Posted Mar 26, 2007

SQL Server 2005 Integration Services - Part 45 - Bulk Insert Task and Format Files

By Marcin Policht

In the previous article of our series dealing with SQL Server 2005 Integration Services, we have presented a straightforward approach to importing data from delimited text files into database tables and views, using Bulk Insert Control Flow task (which, in turn, leverages T-SQL BULK INSERT functionality) with its basic formatting options. While such an approach might work well in some cases, its lack of flexibility is likely to become an issue (as was the case with our sample data file). One way to address such situations is to employ format files, which, while slightly more complex to implement, offer additional processing options. We will cover two types of such files, describing in more detail their characteristics and providing examples of their implementation.

Problem a: Rewrite the records from the line containing "of the paper" through the end of the records, keeping every line including the requests. Scale each point coordinate in the answers by 0.45 and round to whole numbers, with halves rounded up.

Available records:

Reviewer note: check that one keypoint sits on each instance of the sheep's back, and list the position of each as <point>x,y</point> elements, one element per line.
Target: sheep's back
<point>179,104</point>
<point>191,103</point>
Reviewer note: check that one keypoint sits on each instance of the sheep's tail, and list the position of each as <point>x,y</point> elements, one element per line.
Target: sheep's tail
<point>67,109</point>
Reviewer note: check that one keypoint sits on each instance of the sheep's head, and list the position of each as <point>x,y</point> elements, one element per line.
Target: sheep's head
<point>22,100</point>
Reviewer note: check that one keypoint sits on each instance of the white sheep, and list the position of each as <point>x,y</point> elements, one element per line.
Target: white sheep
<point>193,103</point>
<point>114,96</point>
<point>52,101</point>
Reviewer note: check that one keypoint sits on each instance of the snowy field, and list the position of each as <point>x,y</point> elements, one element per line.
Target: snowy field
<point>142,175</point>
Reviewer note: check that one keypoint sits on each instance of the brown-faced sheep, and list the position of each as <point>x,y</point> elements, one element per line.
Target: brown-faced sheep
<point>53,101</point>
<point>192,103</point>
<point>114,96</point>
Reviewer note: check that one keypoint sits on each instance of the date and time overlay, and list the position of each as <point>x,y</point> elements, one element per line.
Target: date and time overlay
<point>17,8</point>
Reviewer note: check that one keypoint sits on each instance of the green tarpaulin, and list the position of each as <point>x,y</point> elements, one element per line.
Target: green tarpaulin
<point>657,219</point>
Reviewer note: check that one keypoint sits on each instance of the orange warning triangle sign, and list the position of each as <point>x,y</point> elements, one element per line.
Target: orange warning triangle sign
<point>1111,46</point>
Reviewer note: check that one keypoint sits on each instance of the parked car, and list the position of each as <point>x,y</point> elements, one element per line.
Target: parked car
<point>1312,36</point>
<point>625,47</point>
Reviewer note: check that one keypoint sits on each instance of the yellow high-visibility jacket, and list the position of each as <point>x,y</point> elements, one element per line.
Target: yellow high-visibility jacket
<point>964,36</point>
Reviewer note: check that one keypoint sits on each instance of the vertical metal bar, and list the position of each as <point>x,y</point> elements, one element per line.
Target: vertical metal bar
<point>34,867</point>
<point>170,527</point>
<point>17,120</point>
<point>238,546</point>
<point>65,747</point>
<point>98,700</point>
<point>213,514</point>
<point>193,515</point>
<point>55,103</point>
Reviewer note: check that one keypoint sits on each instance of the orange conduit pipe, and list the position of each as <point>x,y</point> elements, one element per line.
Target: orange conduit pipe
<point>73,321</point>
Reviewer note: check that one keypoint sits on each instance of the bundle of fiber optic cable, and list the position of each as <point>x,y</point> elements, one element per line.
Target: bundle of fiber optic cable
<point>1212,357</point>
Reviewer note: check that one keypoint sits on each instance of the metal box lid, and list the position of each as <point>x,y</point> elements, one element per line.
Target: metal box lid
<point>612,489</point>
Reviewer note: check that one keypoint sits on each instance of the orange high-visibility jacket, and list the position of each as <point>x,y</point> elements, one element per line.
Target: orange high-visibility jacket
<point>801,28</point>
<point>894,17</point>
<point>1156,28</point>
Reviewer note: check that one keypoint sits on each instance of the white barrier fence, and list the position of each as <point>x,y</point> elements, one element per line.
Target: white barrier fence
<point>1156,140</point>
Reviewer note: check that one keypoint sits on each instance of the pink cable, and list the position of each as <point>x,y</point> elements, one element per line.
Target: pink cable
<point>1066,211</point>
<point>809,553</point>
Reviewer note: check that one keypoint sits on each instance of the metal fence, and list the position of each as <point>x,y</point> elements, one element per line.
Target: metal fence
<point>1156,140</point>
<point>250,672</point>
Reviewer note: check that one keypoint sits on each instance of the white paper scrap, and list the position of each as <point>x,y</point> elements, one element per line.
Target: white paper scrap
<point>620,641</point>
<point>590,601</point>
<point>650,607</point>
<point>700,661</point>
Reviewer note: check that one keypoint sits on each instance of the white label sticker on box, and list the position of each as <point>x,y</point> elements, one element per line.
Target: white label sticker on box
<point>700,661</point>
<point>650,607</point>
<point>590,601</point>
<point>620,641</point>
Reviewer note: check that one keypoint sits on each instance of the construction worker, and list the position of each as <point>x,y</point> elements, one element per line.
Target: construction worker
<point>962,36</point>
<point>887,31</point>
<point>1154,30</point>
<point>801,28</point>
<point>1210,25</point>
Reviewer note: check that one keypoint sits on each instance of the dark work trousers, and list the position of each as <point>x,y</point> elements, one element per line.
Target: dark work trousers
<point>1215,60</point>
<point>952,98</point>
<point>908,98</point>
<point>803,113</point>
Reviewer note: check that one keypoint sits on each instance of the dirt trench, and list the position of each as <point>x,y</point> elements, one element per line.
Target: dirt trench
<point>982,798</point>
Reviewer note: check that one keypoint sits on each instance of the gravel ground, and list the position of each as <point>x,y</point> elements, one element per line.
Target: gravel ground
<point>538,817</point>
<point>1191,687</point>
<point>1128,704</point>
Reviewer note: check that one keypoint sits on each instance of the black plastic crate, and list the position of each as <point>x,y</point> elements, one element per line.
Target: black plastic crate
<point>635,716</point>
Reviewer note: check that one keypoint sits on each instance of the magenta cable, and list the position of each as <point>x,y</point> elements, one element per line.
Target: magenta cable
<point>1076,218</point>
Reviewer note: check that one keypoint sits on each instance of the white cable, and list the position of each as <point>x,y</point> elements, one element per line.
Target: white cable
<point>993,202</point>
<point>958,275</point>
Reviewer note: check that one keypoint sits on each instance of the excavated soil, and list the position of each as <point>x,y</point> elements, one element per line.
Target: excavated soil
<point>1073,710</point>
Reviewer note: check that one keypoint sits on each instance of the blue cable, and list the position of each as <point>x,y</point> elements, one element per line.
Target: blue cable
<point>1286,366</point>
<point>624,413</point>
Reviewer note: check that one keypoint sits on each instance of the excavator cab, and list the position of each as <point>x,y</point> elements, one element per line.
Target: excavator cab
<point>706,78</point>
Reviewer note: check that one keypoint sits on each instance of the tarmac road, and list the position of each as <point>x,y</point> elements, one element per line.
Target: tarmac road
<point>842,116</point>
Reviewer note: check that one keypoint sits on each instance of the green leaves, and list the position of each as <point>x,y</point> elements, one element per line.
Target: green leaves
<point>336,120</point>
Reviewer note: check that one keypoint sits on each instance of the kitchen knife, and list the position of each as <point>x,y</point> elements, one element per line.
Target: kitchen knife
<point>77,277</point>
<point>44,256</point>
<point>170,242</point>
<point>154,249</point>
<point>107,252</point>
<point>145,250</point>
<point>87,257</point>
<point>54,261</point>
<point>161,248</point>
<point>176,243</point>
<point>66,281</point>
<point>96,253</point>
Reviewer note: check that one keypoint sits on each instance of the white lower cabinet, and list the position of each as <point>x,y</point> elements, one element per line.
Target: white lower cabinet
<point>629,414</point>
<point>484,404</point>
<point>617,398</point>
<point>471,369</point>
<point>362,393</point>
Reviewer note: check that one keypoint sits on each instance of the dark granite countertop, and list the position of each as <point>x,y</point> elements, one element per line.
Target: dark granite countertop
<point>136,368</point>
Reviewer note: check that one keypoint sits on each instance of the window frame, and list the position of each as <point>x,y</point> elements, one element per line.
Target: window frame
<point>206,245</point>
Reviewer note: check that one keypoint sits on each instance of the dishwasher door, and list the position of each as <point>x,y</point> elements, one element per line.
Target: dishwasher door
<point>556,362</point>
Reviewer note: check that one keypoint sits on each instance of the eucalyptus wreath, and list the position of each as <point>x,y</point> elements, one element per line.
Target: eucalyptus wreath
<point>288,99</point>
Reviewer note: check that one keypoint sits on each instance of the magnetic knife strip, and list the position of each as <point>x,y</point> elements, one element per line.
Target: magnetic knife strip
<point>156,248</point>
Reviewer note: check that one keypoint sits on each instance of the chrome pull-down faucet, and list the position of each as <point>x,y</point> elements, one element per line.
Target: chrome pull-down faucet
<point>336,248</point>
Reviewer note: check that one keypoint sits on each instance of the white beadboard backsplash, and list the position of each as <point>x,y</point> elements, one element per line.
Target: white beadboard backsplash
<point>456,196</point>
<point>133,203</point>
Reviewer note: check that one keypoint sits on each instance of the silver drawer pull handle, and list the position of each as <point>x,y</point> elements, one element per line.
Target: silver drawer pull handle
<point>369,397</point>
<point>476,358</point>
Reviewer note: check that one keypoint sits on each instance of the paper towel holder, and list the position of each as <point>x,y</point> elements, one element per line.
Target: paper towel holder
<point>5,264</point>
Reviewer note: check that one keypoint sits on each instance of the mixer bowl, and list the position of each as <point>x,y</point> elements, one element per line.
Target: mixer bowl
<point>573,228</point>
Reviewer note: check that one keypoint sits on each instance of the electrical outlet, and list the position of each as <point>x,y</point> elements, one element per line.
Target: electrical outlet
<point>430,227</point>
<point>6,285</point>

Problem b: In the SQL Server Integration Services article, which T-SQL functionality does the Bulk Insert Control Flow task leverage?

Problem solution a:
Reviewer note: check that one keypoint sits on each instance of the paper towel holder, and list the position of each as <point>x,y</point> elements, one element per line.
Target: paper towel holder
<point>2,119</point>
Reviewer note: check that one keypoint sits on each instance of the mixer bowl, and list the position of each as <point>x,y</point> elements, one element per line.
Target: mixer bowl
<point>258,103</point>
Reviewer note: check that one keypoint sits on each instance of the electrical outlet, and list the position of each as <point>x,y</point> elements, one element per line.
Target: electrical outlet
<point>194,102</point>
<point>3,128</point>

Problem solution b: T-SQL BULK INSERT functionality